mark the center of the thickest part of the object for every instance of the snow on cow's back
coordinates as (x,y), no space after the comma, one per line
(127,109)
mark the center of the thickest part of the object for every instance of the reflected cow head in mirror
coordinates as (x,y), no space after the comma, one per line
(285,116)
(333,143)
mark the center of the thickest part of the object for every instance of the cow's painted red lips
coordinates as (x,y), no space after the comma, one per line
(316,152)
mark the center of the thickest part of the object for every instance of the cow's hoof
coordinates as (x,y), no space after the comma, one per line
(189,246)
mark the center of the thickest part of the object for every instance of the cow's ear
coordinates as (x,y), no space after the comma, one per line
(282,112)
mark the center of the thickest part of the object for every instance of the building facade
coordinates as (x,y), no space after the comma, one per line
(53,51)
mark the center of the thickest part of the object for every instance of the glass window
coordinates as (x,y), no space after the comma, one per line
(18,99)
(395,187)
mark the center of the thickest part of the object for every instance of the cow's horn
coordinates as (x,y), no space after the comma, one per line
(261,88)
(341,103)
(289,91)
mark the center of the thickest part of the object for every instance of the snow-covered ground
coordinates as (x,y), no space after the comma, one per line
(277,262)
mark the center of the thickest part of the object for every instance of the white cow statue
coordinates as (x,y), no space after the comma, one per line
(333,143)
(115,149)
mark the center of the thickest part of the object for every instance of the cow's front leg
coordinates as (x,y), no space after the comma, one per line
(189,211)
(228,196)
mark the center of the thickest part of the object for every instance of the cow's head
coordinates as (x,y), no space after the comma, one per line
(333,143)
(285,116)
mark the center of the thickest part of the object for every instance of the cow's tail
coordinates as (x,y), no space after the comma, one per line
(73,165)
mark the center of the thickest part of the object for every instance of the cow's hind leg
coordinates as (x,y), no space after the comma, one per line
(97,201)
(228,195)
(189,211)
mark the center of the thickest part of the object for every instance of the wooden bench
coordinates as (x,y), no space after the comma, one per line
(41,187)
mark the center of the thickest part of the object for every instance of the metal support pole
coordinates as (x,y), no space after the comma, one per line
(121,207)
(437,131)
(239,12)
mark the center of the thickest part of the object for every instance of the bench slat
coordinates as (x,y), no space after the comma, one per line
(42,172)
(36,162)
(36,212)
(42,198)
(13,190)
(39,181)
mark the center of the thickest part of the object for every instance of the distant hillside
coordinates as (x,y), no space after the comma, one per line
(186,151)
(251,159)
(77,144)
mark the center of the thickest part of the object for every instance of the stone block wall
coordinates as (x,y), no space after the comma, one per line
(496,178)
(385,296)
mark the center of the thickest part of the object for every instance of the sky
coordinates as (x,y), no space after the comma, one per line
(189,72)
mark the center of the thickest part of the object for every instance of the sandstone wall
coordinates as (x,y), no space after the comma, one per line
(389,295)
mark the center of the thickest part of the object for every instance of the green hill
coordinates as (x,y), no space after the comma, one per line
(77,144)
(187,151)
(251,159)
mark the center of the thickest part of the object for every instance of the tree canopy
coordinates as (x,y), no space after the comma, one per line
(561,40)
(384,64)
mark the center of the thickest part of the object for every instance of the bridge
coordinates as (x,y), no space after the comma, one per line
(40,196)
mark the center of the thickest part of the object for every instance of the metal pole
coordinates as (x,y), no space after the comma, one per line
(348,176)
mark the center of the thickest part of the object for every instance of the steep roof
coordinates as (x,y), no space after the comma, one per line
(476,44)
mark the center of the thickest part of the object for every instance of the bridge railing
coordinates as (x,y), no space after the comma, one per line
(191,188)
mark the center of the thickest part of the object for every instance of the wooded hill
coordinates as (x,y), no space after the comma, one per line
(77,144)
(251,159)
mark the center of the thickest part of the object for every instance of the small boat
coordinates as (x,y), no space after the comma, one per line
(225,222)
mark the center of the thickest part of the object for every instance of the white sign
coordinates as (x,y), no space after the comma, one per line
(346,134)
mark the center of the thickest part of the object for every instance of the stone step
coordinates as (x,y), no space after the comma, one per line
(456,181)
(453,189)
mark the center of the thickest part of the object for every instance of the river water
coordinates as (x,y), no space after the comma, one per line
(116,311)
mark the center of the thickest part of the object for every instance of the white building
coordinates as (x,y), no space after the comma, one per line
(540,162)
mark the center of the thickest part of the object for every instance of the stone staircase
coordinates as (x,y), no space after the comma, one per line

* * * *

* Given request
Rewrite every line of the entries above as a JSON list of strings, one string per line, leaving out blank lines.

* Solution to the exercise
[
  "mark the center of the thickest part of the object for every instance of the snow on cow's back",
  "coordinates as (x,y), no space after the comma, one per line",
  "(127,109)",
  "mark the center of the thickest part of the object for every instance of the reflected cow head in mirror",
  "coordinates as (x,y), no space after the comma, one per line",
  "(285,116)",
  "(333,143)",
  "mark the center of the thickest part of the object for every instance of the cow's painted red lips",
  "coordinates as (x,y), no space after the comma, one per line",
  "(316,152)",
  "mark the center of the thickest part of the object for every instance of the cow's hoof",
  "coordinates as (x,y), no space after the comma, one per line",
  "(189,246)",
  "mark the center of the thickest part of the object for every instance of the cow's ear",
  "coordinates as (x,y), no space after the comma, one per line",
  "(282,112)",
  "mark the center of the thickest part of the object for every instance of the building facade",
  "coordinates as (x,y), no space after the comma, one per line",
  "(53,51)",
  "mark the center of the thickest part of the object for every instance of the glass window",
  "coordinates as (x,y), no space after the comma, one per line",
  "(18,99)",
  "(395,187)",
  "mark the center of the thickest part of the object for every instance of the cow's horn",
  "coordinates as (x,y), no space after the comma, one per line",
  "(261,88)",
  "(341,103)",
  "(289,91)",
  "mark the center of the thickest part of the object for every instance of the snow-covered ground",
  "coordinates as (x,y), no space after the comma, one per line",
  "(277,262)",
  "mark the center of the thickest part of the object for every instance of the white cow statue",
  "coordinates as (x,y), no space after the comma, one per line",
  "(333,143)",
  "(115,149)",
  "mark the center of the thickest part of the object for every instance of the cow's front leg",
  "coordinates as (x,y), no space after the comma, one per line",
  "(189,211)",
  "(228,196)",
  "mark the center of the thickest part of the object for every instance of the cow's head",
  "coordinates as (x,y), no space after the comma, one per line",
  "(333,143)",
  "(285,116)",
  "mark the center of the thickest part of the object for every instance of the cow's tail",
  "coordinates as (x,y), no space after the comma, one per line",
  "(73,165)",
  "mark the center of the thickest part of the object for every instance of the cow's hind leg",
  "coordinates as (x,y), no space after the comma, one per line",
  "(97,201)",
  "(228,195)",
  "(189,211)",
  "mark the center of the thickest part of the object for every instance of the wooden bench",
  "coordinates as (x,y), no space after the comma, one per line",
  "(41,187)",
  "mark the center of the thickest part of the object for every instance of the metal support pole",
  "coordinates as (x,y), no space after the comma, one per line",
  "(121,207)",
  "(437,131)",
  "(239,12)",
  "mark the center of the thickest part of the object for every instance of the bench slat",
  "coordinates as (x,y), no space after the comma, one per line",
  "(42,172)",
  "(36,162)",
  "(36,212)",
  "(42,198)",
  "(13,190)",
  "(39,181)",
  "mark the center of the thickest part of the object for every instance of the distant hillside",
  "coordinates as (x,y), no space after the comma, one per line",
  "(186,151)",
  "(251,159)",
  "(77,144)",
  "mark the center of the thickest part of the object for every instance of the stone block wall",
  "coordinates as (x,y), no space after the comma, one per line",
  "(496,178)",
  "(385,296)",
  "mark the center of the thickest part of the object for every instance of the sky",
  "coordinates as (x,y), no space after the comma, one per line",
  "(189,72)",
  "mark the center of the thickest part of the object for every instance of the sandstone wall",
  "coordinates as (x,y), no space after the comma, one per line",
  "(389,295)",
  "mark the center of the thickest part of the object for every instance of the green hill",
  "coordinates as (x,y), no space after the comma, one per line",
  "(77,144)",
  "(187,151)",
  "(251,159)",
  "mark the center of the thickest part of the object for every instance of the tree canopy",
  "coordinates as (x,y), no space after the comma, one per line",
  "(561,40)",
  "(384,64)",
  "mark the center of the thickest part of the object for every instance of the bridge",
  "coordinates as (x,y), no space after the comma, one per line",
  "(40,196)",
  "mark the center of the thickest part of the object for every instance of the metal pole",
  "coordinates as (x,y), no space after the comma, one per line",
  "(348,176)",
  "mark the center of the thickest part of the object for every instance of the steep roof",
  "coordinates as (x,y), no space after the comma, one per line",
  "(476,44)",
  "mark the center of the thickest part of the object for every instance of the bridge railing",
  "coordinates as (x,y), no space after the comma, one per line",
  "(191,188)",
  "mark the center of the thickest part of the object for every instance of the wooded hill",
  "coordinates as (x,y), no space after the comma, one per line",
  "(77,144)",
  "(251,159)",
  "mark the center of the thickest part of the object for every instance of the small boat",
  "coordinates as (x,y), no space after the comma, one per line",
  "(225,222)",
  "mark the center of the thickest part of the object for every instance of the white sign",
  "coordinates as (x,y), no space after the comma, one per line",
  "(346,134)",
  "mark the center of the thickest part of the object for every instance of the stone step",
  "coordinates as (x,y), no space after the comma, one per line",
  "(456,181)",
  "(453,189)",
  "mark the center of the thickest part of the object for every instance of the river water",
  "coordinates as (x,y), no space after the comma, one per line",
  "(116,311)",
  "mark the center of the thickest part of the object for every instance of the white building",
  "coordinates as (x,y), no space after the comma, one per line",
  "(540,162)",
  "mark the center of the thickest part of the object for every instance of the stone staircase",
  "coordinates as (x,y), no space after the comma, one per line"
]